» **To be done**:
Pull out every line below that contains the string "yellow", matching case exactly.

» **Data for the task**:

- - -

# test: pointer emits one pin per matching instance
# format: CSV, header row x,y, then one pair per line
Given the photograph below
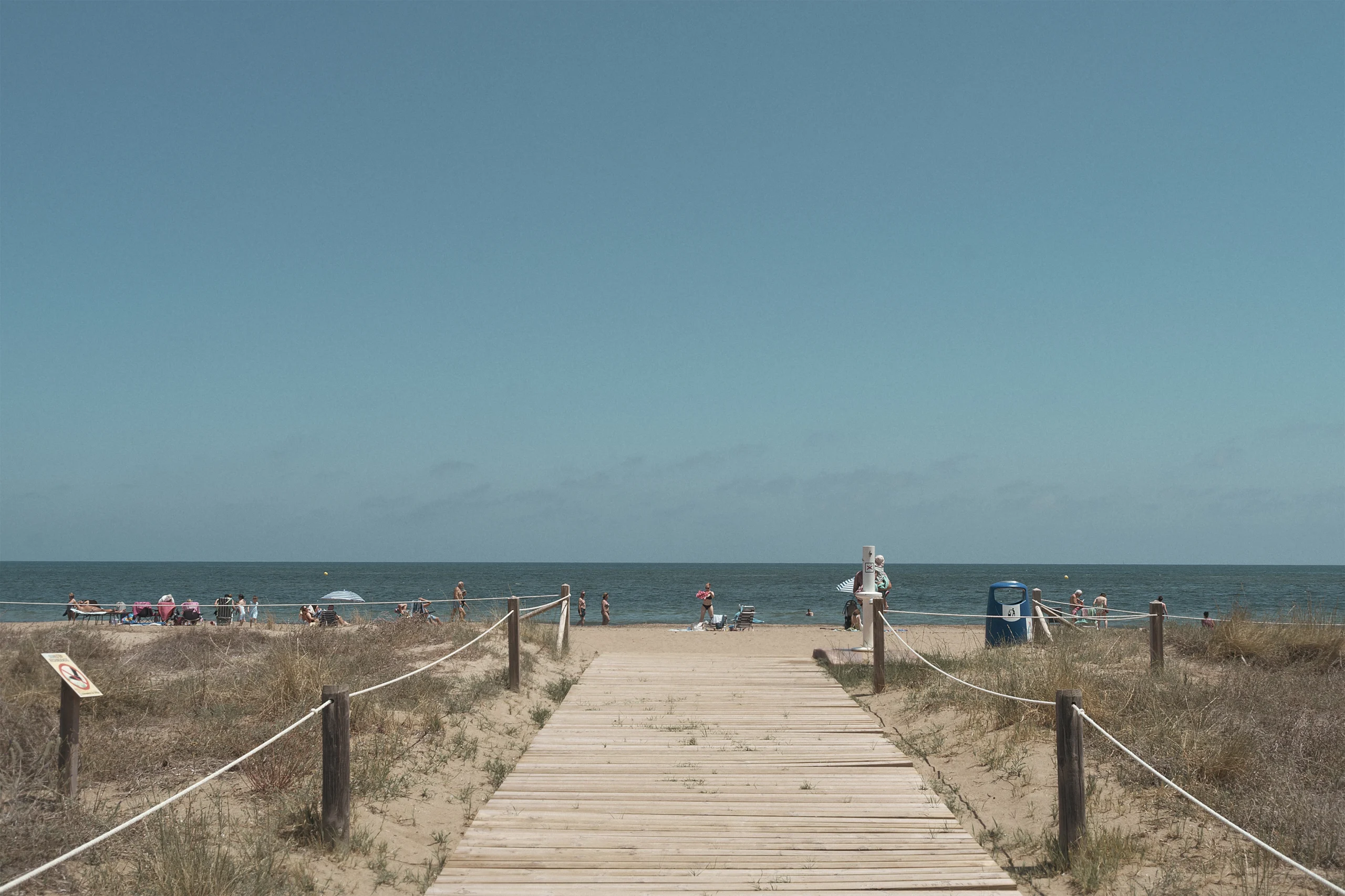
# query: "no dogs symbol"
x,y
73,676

- - -

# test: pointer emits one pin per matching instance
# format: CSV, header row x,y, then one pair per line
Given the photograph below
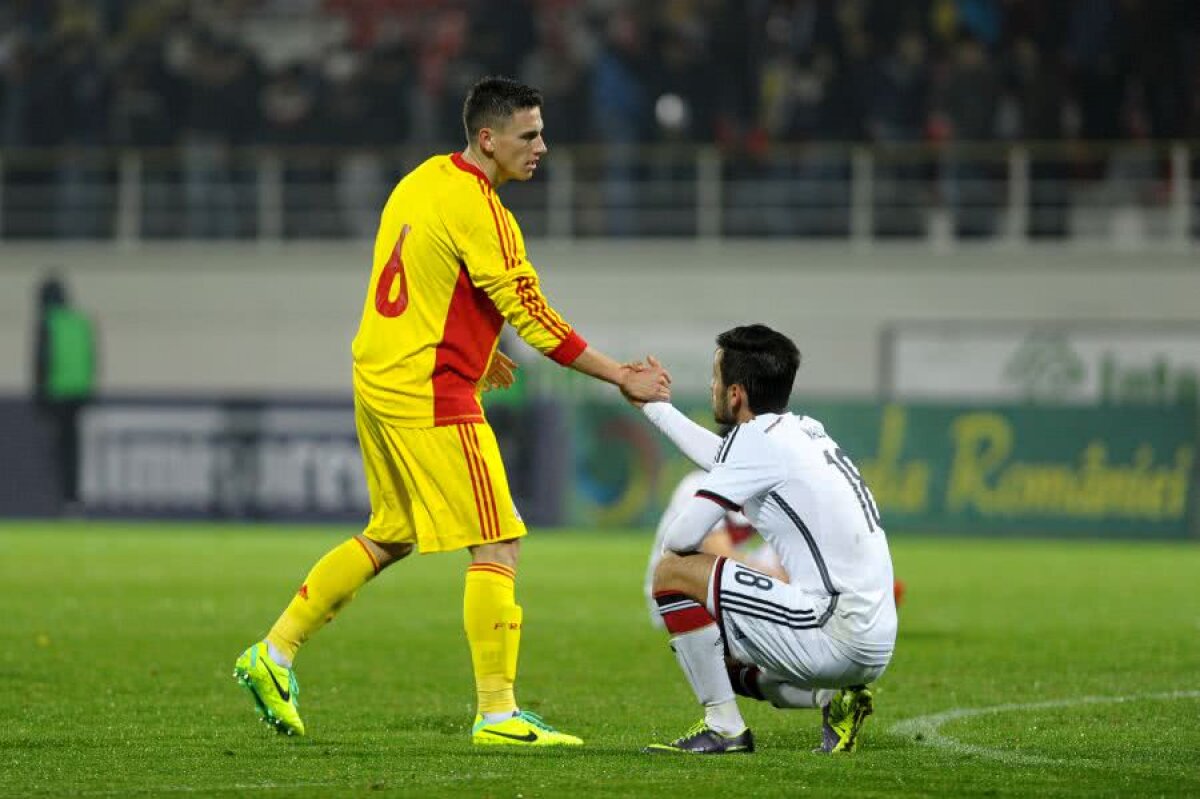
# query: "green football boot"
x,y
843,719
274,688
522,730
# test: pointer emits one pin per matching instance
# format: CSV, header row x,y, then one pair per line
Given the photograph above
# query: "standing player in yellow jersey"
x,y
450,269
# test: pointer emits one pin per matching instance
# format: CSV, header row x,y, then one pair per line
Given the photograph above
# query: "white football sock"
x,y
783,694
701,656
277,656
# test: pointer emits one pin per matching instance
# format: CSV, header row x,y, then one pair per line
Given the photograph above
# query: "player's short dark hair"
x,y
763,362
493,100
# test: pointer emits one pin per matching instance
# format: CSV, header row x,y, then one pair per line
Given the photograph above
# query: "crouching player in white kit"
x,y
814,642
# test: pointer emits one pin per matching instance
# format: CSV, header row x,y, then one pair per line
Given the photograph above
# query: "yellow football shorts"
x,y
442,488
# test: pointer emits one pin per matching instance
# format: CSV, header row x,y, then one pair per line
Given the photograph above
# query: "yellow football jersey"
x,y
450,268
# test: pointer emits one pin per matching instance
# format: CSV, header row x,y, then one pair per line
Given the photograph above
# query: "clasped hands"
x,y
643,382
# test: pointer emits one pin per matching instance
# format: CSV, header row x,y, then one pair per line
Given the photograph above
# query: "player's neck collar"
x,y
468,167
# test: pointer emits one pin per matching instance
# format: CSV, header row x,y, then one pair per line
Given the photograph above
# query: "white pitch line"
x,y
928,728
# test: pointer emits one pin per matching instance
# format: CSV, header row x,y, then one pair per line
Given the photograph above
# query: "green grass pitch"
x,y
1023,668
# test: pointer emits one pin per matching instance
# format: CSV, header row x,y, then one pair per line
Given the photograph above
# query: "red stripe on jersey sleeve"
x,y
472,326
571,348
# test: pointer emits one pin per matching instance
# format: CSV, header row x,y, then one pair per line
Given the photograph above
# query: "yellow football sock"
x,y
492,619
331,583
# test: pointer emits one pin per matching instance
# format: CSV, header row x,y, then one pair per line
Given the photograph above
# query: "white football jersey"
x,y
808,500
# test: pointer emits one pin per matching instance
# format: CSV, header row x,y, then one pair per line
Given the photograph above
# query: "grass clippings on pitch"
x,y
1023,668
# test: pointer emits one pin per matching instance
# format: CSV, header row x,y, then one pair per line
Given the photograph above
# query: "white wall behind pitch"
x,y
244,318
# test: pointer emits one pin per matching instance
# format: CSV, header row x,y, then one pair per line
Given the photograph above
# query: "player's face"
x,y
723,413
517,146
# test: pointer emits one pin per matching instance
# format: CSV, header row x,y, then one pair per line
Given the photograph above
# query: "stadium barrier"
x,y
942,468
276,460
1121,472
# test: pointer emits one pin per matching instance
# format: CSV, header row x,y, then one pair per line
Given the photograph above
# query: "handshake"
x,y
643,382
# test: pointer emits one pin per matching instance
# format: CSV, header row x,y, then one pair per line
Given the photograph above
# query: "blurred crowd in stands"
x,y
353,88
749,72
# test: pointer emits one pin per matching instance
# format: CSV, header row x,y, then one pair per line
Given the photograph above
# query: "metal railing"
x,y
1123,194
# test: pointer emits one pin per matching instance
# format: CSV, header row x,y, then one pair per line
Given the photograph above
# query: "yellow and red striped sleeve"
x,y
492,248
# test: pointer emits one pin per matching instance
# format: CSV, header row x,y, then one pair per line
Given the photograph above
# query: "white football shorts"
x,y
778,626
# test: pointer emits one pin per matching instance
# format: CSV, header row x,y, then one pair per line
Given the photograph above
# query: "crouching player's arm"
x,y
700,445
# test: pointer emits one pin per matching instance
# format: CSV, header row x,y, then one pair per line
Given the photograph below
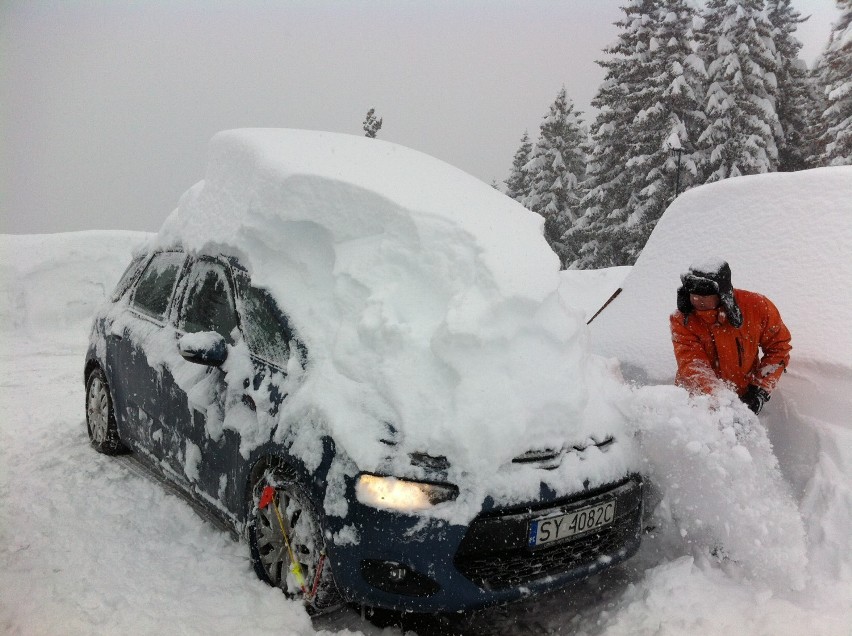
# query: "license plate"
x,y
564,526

- - -

» **Answer for the task**:
# query: "standing player in yellow jersey"
# query: "yellow football shorts"
# query: "yellow football jersey"
# query: "yellow football sock"
# query: "yellow and red striped sleeve"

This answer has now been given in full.